"""

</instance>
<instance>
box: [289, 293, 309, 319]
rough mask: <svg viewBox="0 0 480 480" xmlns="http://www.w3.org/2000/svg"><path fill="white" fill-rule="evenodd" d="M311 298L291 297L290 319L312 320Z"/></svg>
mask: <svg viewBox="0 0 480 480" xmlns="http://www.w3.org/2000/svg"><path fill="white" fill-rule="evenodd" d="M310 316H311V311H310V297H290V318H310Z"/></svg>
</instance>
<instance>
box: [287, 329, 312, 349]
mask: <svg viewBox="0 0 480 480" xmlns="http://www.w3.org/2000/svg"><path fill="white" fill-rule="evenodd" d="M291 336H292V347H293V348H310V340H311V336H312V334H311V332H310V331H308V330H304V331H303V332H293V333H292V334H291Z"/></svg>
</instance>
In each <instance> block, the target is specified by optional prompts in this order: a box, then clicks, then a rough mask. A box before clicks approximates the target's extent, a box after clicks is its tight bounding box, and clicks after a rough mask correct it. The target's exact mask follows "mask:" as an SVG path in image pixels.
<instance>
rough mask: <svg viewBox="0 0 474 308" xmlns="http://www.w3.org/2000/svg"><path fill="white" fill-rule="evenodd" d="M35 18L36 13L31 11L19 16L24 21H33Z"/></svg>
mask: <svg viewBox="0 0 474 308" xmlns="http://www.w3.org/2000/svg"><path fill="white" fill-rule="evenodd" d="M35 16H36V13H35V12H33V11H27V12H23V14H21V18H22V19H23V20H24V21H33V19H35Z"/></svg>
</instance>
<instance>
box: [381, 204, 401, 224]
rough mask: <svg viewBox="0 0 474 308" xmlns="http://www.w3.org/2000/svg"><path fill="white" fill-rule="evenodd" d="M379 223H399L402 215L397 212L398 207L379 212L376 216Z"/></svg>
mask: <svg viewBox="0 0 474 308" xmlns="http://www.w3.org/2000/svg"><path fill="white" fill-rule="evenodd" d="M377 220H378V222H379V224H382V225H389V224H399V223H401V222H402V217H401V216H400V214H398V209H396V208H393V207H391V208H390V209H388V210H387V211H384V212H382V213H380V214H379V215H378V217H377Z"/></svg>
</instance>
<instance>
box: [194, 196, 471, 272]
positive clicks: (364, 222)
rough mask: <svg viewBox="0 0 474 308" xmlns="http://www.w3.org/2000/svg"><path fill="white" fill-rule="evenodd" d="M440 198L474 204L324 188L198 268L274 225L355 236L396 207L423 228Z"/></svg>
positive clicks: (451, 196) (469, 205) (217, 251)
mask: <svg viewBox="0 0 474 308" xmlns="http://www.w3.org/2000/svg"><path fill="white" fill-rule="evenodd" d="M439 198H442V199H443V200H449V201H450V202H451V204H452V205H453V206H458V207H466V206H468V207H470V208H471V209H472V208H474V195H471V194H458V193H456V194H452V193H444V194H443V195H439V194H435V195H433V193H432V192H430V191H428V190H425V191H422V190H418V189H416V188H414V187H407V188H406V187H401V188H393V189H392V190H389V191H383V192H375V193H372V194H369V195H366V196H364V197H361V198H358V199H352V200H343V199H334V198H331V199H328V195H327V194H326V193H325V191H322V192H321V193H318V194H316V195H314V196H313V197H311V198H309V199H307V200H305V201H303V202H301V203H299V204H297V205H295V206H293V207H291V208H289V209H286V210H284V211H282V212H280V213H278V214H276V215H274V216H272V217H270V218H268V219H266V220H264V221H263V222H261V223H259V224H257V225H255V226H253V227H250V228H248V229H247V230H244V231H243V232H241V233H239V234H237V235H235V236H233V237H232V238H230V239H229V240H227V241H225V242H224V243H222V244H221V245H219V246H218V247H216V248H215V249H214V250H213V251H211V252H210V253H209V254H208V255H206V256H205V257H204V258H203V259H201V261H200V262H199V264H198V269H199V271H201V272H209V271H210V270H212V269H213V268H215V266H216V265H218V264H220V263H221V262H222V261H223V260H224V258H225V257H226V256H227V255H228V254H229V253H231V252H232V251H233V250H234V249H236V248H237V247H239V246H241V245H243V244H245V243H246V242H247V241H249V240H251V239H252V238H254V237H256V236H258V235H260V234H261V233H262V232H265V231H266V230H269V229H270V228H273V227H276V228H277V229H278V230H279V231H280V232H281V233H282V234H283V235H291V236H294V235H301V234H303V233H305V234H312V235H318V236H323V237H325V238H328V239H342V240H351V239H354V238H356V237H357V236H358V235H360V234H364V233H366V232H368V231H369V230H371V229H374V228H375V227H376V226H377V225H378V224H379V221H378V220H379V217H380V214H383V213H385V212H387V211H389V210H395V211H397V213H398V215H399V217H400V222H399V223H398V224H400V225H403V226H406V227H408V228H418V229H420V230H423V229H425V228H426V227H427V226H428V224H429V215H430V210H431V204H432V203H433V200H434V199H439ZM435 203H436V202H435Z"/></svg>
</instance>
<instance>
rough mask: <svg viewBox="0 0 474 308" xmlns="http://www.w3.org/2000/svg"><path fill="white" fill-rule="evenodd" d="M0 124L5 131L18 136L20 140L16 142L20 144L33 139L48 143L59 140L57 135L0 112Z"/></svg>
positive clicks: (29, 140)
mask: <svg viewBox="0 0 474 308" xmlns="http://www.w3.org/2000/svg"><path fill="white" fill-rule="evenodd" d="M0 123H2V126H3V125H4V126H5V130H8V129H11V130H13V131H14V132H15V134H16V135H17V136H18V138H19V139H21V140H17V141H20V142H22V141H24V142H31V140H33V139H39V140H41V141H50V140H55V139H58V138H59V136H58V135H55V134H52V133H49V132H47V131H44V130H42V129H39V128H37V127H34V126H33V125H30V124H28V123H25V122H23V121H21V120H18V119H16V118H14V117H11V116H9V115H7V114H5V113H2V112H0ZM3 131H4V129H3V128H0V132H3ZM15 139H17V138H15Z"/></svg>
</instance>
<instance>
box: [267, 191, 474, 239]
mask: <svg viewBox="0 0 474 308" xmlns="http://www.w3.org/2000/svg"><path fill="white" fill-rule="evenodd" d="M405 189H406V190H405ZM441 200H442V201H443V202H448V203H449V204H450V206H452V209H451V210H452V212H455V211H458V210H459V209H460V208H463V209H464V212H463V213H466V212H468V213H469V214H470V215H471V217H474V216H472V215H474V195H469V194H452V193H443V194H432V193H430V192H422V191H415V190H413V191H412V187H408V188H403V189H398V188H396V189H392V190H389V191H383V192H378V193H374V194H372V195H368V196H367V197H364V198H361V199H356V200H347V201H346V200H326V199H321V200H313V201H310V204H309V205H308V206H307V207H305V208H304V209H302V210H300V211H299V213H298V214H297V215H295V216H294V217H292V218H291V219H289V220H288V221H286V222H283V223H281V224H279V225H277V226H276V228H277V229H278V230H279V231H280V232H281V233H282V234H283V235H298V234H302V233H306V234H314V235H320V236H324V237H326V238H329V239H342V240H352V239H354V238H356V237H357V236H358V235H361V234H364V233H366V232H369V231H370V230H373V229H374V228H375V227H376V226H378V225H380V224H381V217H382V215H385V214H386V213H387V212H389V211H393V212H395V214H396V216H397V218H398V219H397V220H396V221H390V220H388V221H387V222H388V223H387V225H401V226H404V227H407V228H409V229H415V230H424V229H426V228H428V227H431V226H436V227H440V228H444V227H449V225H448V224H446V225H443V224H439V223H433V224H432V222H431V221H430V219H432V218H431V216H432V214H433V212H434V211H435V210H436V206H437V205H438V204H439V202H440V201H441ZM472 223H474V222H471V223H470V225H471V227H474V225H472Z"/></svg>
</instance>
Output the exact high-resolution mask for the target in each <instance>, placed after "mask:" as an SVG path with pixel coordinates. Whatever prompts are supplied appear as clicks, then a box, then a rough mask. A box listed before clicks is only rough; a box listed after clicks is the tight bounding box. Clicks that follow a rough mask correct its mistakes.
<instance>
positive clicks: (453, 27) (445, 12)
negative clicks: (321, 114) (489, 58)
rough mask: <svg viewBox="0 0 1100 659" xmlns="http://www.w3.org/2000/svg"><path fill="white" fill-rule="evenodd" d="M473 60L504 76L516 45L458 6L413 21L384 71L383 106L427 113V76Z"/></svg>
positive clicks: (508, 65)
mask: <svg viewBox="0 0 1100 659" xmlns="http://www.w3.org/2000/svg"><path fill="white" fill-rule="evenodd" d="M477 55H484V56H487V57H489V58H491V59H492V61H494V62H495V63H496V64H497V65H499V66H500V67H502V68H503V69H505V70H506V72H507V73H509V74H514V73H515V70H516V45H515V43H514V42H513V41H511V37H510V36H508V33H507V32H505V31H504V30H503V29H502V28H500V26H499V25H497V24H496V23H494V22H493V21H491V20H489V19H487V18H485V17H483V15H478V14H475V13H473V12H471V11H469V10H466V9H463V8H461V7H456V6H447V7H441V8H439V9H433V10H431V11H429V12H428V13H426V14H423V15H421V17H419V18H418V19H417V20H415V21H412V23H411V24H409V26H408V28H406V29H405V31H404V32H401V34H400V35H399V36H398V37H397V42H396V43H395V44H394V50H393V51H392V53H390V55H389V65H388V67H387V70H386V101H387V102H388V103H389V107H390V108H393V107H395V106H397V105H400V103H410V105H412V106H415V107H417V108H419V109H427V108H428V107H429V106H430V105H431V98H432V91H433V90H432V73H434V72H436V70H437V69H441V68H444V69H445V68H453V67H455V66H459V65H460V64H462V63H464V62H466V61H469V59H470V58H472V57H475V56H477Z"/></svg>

"""

**Task requirements**
Among the lines above, find the one with "In each <instance> block, the" and the one with "box: [381, 204, 401, 224]". Quote both and everything between them, exactly.

**Exercise output**
In each <instance> block, the target is specified by optional prompts in this order: a box, then clicks, then a rough mask. A box before clicks approximates the target's extent, a box after clicks is its tight bounding box, and clicks after a rough mask correct it. The target's exact mask follows "mask:" as an SVG path in image pixels.
<instance>
rough mask: <svg viewBox="0 0 474 308" xmlns="http://www.w3.org/2000/svg"><path fill="white" fill-rule="evenodd" d="M35 18L36 13L31 11L19 16L24 21H33Z"/></svg>
mask: <svg viewBox="0 0 474 308" xmlns="http://www.w3.org/2000/svg"><path fill="white" fill-rule="evenodd" d="M35 16H36V13H35V12H33V11H27V12H23V14H21V18H22V19H23V20H24V21H33V19H35Z"/></svg>
</instance>
<instance>
box: [381, 204, 401, 224]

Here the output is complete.